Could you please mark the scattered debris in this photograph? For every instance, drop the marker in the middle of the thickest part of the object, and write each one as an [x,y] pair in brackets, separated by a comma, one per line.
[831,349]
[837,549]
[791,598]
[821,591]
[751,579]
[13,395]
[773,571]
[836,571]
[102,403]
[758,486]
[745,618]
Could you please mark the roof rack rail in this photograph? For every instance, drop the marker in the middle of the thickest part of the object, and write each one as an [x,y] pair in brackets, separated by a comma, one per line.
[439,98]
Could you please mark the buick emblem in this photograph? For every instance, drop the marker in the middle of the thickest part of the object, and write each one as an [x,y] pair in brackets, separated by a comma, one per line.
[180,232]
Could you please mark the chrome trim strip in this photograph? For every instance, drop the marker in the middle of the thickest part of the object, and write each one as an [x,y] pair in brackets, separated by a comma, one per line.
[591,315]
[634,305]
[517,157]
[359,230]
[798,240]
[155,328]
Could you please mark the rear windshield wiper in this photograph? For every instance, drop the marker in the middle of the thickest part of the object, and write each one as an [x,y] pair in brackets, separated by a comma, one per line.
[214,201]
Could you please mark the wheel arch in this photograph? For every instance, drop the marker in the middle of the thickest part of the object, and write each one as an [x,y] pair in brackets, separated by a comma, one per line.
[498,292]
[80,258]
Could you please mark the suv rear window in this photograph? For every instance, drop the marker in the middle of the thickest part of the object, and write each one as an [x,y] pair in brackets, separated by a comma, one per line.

——

▶ [EXERCISE DIRECTIONS]
Copy out everything from the line containing "Could you please mark the rear" down to the end of the material, without changing a word.

▶ [COMPLETED TASK]
Could you please mark the rear windshield wiper in this photograph? For every instance, drop the marker in the middle of the thickest part of the object, and write each one as an [x,y] pair in brackets, separated by a comma, one per line.
[214,201]
Could you please mark the wheel arch in this photograph? For every instance, drop the marker in the middle of the thickest part of the object, and write each one as an [x,y] pair in brackets, separated by a comma, one per line.
[498,292]
[80,258]
Could you please mark the suv rear window in this photograph? For every instance, drop the marker in the middle of the thickest part of the object, and write each one as an [x,y] pair in brackets, separated by a comma, one per line.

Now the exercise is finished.